Review of Social Economy, 70/1 (2012)
Following are the contents (with abstracts) of the latest issue of Review of Social Economy (70/1, 2012).
The Personal Networks of Entrepreneurs in an Informal African Urban Economy: Does the ‘Strength of Ties’ Matter? Jean-Philippe Berrou & François Combarnous
This paper investigates Granovetter's “strength of weak ties” hypothesis in an informal African urban economy. It outlines an approach articulated around the reticular embeddedness conceptual framework associated with the notion of “ego-centred network.” The content of ties in an entrepreneur's network is described by three salient dimensions: strength, social role and exchanged resources. We use an original dataset collected in the informal economy of Bobo-Dioulasso (Burkina Faso) to evaluate how the content and strength of ties influence entrepreneurs' economic outcomes. The instrument of multiple name generators provides a vast amount of information that can be used to compute quantitative measures of the composition of networks. We show that both strength of ties and proportion of business ties have a significant positive impact on economic outcomes. It reveals the importance for small urban informal entrepreneurs to draw on both embedded social relations and more autonomous ones.
Government Size and Trust, Eiji Yamamura
This paper uses individual level data from the Japanese General Social Survey to examine how government size influences generalized trust. After controlling for the endogeneity of government size using instrumental variables, I found: (1) using all samples, government size is not associated with generalized trust, and (2) after splitting the sample into workers and non-workers, government size does not influence generalized trust for non-workers, whereas it significantly reduces generalized trust for workers. This suggests that workers, through their work experience, might have to face greater bureaucratic red tape coming from “larger government,” leading to negative externality effects on relationships of trust in the labor market.

^^^^^^^^^^^^^^^^

To-do list ->
(1) In the journal listing, in which city's informal economy was the original dataset on entrepreneurs' networks collected?
(2) Revise the journal listing from "Government Size and" through "the labor market.", substituting "social trust" for every occurrence of "generalized trust".

^^^^^^^^^^^^^^^^

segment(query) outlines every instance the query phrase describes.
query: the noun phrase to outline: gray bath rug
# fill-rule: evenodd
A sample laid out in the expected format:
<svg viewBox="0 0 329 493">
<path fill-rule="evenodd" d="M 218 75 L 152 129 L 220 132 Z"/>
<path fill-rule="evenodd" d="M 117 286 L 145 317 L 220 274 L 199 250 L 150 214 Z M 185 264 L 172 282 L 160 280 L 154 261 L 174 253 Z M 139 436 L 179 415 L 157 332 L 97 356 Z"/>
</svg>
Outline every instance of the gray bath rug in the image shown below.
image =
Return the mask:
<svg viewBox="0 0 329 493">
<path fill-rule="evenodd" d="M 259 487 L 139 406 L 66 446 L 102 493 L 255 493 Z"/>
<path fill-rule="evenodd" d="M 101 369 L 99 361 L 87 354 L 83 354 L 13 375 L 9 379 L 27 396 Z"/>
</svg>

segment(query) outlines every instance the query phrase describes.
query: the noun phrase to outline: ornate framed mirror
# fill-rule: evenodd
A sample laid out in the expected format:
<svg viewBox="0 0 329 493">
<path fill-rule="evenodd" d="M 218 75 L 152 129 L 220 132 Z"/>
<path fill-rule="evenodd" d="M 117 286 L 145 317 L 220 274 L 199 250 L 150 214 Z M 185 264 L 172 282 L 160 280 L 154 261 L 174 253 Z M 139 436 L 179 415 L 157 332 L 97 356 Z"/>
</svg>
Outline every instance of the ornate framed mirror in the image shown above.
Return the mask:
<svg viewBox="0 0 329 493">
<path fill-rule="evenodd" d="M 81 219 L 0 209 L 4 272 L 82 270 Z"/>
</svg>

^^^^^^^^^^^^^^^^

Correct answers ->
(1) Bobo-Dioulasso, in Burkina Faso.

(2)
Government Size and Trust, Eiji Yamamura
This paper uses individual level data from the Japanese General Social Survey to examine how government size influences social trust. After controlling for the endogeneity of government size using instrumental variables, I found: (1) using all samples, government size is not associated with social trust, and (2) after splitting the sample into workers and non-workers, government size does not influence social trust for non-workers, whereas it significantly reduces social trust for workers. This suggests that workers, through their work experience, might have to face greater bureaucratic red tape coming from “larger government,” leading to negative externality effects on relationships of trust in the labor market.